TASK GOAL: Print the whole listing exactly as it appears, but skip the pictures.

*** Opening DATA FOR PROCESSING ***

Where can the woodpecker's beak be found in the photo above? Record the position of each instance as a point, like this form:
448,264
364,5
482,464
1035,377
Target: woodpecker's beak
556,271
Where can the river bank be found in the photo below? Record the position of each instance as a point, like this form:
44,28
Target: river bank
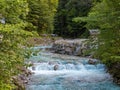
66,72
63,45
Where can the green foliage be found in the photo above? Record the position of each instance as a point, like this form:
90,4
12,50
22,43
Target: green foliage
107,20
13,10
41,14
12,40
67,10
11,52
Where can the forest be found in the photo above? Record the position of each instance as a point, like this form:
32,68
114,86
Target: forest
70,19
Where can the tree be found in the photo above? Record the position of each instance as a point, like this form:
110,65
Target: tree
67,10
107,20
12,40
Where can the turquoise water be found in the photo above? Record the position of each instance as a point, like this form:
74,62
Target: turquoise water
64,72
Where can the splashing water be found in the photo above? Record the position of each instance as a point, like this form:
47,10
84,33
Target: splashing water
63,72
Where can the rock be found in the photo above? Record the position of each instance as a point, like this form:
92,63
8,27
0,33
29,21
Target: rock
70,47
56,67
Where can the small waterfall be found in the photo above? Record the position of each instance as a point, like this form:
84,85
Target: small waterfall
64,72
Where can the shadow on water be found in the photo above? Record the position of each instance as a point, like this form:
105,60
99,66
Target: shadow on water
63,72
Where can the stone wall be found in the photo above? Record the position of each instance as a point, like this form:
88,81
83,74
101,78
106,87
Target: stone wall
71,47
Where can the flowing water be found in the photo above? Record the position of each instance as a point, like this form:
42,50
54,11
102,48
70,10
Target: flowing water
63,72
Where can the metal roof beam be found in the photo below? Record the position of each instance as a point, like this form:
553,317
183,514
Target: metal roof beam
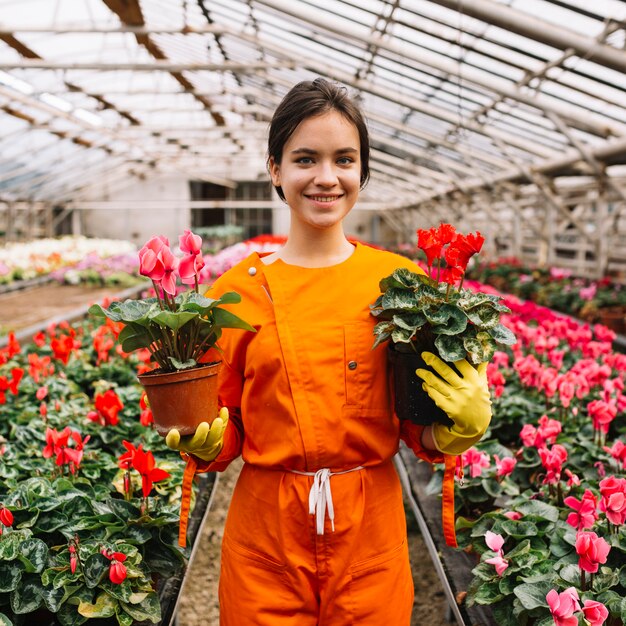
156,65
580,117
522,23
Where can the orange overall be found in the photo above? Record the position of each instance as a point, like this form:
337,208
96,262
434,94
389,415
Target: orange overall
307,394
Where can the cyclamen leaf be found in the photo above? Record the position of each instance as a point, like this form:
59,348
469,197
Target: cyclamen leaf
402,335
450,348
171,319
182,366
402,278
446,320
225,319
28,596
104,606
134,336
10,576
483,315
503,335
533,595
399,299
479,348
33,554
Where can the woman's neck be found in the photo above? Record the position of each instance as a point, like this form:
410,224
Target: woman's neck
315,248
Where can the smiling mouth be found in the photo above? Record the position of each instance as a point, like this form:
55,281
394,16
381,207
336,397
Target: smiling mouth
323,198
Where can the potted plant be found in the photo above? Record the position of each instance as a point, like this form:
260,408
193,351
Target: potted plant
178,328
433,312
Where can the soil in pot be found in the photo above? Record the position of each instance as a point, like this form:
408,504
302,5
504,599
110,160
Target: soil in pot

*** Closing DATA FOR PROCESSING ***

EXERCISE OUTPUT:
Where can the woodpecker's beak be found in the photo above? Record the position of each instance as a point, like this form:
448,264
364,5
482,464
1035,377
Target: woodpecker's beak
556,271
Where can the river bank be found in the photo below? Record the position of each instance as a point, like this form:
44,28
Target: river bank
66,72
63,45
Where can the green foliage be found in the photo above? Record the position of each instance as a point, like this form:
90,4
12,50
22,43
Target: green foliage
107,20
13,10
41,14
12,40
67,10
11,52
Where can the forest be found in the photo above? Record the position of each instance as a point, like this form:
32,68
114,86
Target: forest
70,19
Where can the tree be found in the photo above? Record the position of each instance as a point, like this form:
110,65
Target: tree
67,10
107,20
12,40
Where can the turquoise water be found in the photo above? Record the position of each instance as a point, like this form:
74,62
Target: turquoise water
64,72
Where can the splashing water be found in the photo above? Record the position of each instance as a point, like this form:
47,10
84,33
Target: splashing water
63,72
Where can the rock be found in the photo above? Record the position of each instance as a point, like this form:
92,63
8,27
0,33
29,21
Target: rock
70,47
56,67
Where can the small waterfall be found in the photo above? Record the position of each instance as a point, like this form:
84,85
Target: small waterfall
64,72
Where can the shadow on water be found in the photo above? Record the position of each instance as a point, like this form:
105,60
99,66
Target: shadow on water
63,72
Where can the stone wall be found in the photo above? Record the position of each instance as a point, like this form:
88,81
83,74
101,78
106,87
Target: stone wall
71,47
Where can the flowing water be found in the photo above? Record the position of each instance as a point, like this form:
42,50
54,11
102,48
70,10
Target: flowing water
63,72
Where can the metal roof beam be found in the photo below? Record the position of each instance as a point, like this form:
553,317
183,514
Target: metal roof beam
156,65
580,117
522,23
Where can the orange overall be found in the photo above? Record the position of each instance as a point, like this form:
337,208
96,262
434,94
389,415
Target: orange overall
307,394
Where can the cyclamen leaf be found in the photo above? Record the position of each instance as a point, like this form:
59,348
469,197
Target: cyclamen leaf
402,335
450,348
171,319
182,366
402,278
446,320
225,319
28,596
104,606
134,336
10,576
483,315
503,335
533,595
399,299
479,348
33,554
Where can the woman's neck be found in the photo above? Record the position of each instance as a point, like this form:
410,224
Target: woman's neck
315,248
Where can the smiling mouth be found in the photo above? Record the position of each instance as a point, like this form:
55,281
394,16
381,207
336,397
Target: smiling mouth
323,198
Where can the potted plant be found in the photo above? Record the position of each instance as a point, like this form:
260,408
193,351
Target: potted plant
178,328
433,312
Where can the soil in pot be found in the photo above? Record the position of each instance as a point, like this form:
408,504
302,5
504,599
110,160
Target: soil in pot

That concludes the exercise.